====== RECORDS TO USE

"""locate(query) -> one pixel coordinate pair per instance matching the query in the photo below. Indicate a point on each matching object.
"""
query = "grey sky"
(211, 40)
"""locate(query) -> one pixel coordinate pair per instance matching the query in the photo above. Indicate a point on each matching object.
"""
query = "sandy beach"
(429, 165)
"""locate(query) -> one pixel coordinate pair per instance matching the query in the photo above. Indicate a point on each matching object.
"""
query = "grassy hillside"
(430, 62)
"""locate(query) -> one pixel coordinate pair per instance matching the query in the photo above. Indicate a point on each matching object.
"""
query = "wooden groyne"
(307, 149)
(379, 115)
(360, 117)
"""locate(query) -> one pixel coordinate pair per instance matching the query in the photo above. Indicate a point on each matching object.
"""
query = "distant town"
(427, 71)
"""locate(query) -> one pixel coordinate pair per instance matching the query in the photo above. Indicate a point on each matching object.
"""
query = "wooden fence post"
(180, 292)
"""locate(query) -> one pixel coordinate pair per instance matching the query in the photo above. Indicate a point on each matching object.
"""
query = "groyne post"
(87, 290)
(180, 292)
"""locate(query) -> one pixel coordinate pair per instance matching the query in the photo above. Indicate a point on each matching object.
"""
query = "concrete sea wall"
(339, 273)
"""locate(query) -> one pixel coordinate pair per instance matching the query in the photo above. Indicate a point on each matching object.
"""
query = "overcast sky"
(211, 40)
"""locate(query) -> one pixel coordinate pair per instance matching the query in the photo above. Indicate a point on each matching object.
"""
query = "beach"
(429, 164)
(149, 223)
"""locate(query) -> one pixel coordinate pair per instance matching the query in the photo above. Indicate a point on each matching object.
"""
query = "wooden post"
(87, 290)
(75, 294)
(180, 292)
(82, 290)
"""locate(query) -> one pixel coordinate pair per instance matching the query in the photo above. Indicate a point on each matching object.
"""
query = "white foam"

============

REQUIRED ACTION — Every entry must be duplicated exactly as it was written.

YOUR RESPONSE —
"""locate(query) -> one pixel coordinate pair per instance matching the query in the photo below. Indicate a point on each matching object.
"""
query = "grey sky"
(211, 40)
"""locate(query) -> one pixel coordinate pair per instance matching the query in the photo above. Indicate a point on each matching object.
"""
query = "sandy beach"
(429, 165)
"""locate(query) -> one pixel coordinate pair per instance matching the query in the photo above. Indicate a point on each matching object.
"""
query = "grassy hillside"
(430, 62)
"""locate(query) -> one pixel coordinate pair per instance matching the query in the photo above. Indicate a point on each matching object.
"""
query = "wooden groyne"
(307, 149)
(379, 115)
(360, 117)
"""locate(query) -> one pixel coordinate pair per instance matching the query in the photo above. Indicate a point on each matching object.
"""
query = "distant town"
(427, 71)
"""locate(query) -> one pixel coordinate pair per instance matching the query in the photo above. Indicate a point on each matching object.
"""
query = "wooden fence post"
(180, 292)
"""locate(query) -> one pixel coordinate pair per instance matching the query in the photo above. Indicate a point on each matching object.
"""
query = "groyne post"
(87, 290)
(180, 292)
"""locate(query) -> one pixel coordinate pair per instance matching the query in the photo above. Indicate a point on each matching object.
"""
query = "concrete sea wall"
(339, 273)
"""locate(query) -> one pixel coordinate pair per instance matching the query in the photo above. Indicate a point on each matching object.
"""
query = "overcast sky"
(211, 40)
"""locate(query) -> one pixel coordinate pair per instance matching the query in the photo above. Indicate a point on each matching object.
"""
query = "beach"
(429, 164)
(149, 223)
"""locate(query) -> one pixel coordinate pair per instance matching the query in the photo above. Indicate a point on each matching object.
"""
query = "wooden post"
(87, 290)
(75, 294)
(180, 292)
(82, 290)
"""locate(query) -> one pixel coordinate pair per instance matching the query in the photo above. Indicate a point on each matching object.
"""
query = "white foam"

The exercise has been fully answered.